* begin Data lines *
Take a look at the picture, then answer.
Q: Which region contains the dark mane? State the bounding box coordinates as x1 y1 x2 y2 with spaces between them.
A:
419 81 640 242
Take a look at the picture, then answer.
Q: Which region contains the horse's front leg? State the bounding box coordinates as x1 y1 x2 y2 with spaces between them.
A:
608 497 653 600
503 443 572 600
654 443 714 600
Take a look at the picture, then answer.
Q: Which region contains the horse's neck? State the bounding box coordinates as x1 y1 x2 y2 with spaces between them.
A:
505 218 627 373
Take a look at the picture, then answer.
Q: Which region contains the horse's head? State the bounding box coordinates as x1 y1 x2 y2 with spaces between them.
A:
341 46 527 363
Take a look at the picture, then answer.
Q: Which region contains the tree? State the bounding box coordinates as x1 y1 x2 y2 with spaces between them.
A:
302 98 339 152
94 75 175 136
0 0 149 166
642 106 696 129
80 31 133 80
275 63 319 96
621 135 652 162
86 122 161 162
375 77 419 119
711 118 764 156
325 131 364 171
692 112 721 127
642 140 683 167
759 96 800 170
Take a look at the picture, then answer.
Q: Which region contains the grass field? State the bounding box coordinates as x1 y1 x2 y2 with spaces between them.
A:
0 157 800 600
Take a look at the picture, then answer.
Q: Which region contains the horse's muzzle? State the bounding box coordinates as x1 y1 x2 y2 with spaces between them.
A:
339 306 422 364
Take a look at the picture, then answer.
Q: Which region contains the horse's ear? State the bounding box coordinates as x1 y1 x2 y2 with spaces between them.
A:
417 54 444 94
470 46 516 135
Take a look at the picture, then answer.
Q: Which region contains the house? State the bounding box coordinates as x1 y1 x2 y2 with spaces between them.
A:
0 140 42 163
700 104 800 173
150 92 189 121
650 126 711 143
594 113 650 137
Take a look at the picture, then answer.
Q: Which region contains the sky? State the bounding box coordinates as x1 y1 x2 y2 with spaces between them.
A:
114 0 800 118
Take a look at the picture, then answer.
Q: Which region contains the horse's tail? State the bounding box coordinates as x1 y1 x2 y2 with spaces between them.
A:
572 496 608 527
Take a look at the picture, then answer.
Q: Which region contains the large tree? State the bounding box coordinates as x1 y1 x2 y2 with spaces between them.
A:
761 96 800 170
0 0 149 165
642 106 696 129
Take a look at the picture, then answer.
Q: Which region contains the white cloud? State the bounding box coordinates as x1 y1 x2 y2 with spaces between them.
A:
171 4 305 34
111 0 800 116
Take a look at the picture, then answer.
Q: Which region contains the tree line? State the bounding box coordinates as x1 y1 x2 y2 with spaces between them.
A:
* end Data lines *
### Aim of the task
Scale the rows from the first line of the rows through the line holding "341 46 527 363", inclusive, and write all of those lines out again with the requests unchanged. Multiply every bounding box coordinate in the answers by 2.15, round each result to the nearest whole number with halves rounded up, and give only those lines.

### Worked answer
Take a look at the picture, then answer.
Q: Which region contains the dark mane? State the bounding box coordinates as x1 y1 x2 y2 with spaces between them.
A:
901 174 1376 520
Take a look at the picture, then answer.
Q: Which region contains the horse's front leg? State the bounding box coordinates as x1 y1 x2 y2 with spaces between them.
A:
1307 1069 1404 1290
1081 952 1230 1290
1406 952 1535 1290
Take a look at the picture, then answer.
Q: Which region contains the horse's neck? State the bounding box coordinates as x1 y1 x2 y2 with spaces between them.
A:
1086 469 1348 802
Take a look at the picture, then answer.
Q: Which region contains the horse's head? State the bounding box coordinates as x1 y1 x2 y2 with spaces between them.
A:
733 99 1133 780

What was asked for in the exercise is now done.